-- Start of Entries provided --
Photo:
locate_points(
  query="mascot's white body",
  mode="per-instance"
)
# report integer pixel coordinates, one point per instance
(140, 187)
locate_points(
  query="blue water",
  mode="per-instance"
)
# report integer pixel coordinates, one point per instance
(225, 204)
-- End of Entries provided --
-- Start of Entries provided --
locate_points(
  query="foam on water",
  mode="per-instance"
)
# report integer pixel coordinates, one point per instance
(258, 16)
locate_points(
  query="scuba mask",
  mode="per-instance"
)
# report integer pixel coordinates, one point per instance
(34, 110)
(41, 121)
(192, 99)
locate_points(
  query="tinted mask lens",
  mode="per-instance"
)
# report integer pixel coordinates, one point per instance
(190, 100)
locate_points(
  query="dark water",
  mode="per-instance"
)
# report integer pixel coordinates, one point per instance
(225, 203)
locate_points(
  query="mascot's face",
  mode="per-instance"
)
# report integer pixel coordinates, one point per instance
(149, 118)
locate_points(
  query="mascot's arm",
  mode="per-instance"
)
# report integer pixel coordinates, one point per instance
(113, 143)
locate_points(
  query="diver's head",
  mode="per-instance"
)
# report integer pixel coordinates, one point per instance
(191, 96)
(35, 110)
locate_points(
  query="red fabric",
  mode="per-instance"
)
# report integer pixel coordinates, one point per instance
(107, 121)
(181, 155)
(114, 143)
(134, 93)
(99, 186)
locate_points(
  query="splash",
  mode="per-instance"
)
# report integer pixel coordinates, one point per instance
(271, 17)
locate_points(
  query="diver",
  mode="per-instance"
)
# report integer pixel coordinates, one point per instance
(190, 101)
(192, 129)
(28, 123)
-- End of Entries provided --
Required work: List every line in the data above that contains the word "mask".

Correct answer:
  query="scuba mask",
  query="tinted mask lens",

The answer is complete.